--- start of Given records ---

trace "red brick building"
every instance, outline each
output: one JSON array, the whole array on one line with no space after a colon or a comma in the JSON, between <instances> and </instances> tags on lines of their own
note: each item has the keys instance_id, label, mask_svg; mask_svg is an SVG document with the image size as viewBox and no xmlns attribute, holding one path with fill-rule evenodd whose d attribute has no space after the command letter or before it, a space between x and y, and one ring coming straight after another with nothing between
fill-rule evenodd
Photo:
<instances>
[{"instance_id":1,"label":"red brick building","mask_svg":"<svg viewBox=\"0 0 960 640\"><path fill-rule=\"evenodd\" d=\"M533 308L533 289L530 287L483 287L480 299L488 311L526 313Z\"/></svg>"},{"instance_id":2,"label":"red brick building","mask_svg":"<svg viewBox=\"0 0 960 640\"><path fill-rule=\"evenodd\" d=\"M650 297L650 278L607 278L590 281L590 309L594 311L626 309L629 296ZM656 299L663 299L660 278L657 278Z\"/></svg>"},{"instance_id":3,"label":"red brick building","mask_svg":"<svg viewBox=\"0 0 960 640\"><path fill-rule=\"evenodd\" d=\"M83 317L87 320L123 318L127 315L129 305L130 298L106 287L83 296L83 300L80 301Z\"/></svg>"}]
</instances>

--- end of Given records ---

→ Task to carry out: Please rewrite the lines above, swapping "every instance" for "all instances" and leaving everything else unchanged.

→ Solution for this problem:
trace "red brick building"
all instances, outline each
output: one JSON array, the whole array on one line with no space after a colon or a comma in the JSON, between <instances> and </instances> tags on lines of their own
note: each item has the keys instance_id, label, mask_svg; mask_svg is an SVG document with the image size as viewBox and no xmlns attribute, holding one path with fill-rule evenodd whose d attribute has no space after the command letter or before it, a space between x and y, and one ring coming straight after another with nothing between
fill-rule evenodd
Photo:
<instances>
[{"instance_id":1,"label":"red brick building","mask_svg":"<svg viewBox=\"0 0 960 640\"><path fill-rule=\"evenodd\" d=\"M533 308L533 289L530 287L483 287L480 299L488 311L526 313Z\"/></svg>"},{"instance_id":2,"label":"red brick building","mask_svg":"<svg viewBox=\"0 0 960 640\"><path fill-rule=\"evenodd\" d=\"M650 297L650 278L607 278L590 281L590 309L594 311L626 309L629 296ZM656 299L663 299L660 278L657 278Z\"/></svg>"},{"instance_id":3,"label":"red brick building","mask_svg":"<svg viewBox=\"0 0 960 640\"><path fill-rule=\"evenodd\" d=\"M83 317L87 320L123 318L127 315L129 305L130 298L106 287L83 296L83 300L80 301Z\"/></svg>"}]
</instances>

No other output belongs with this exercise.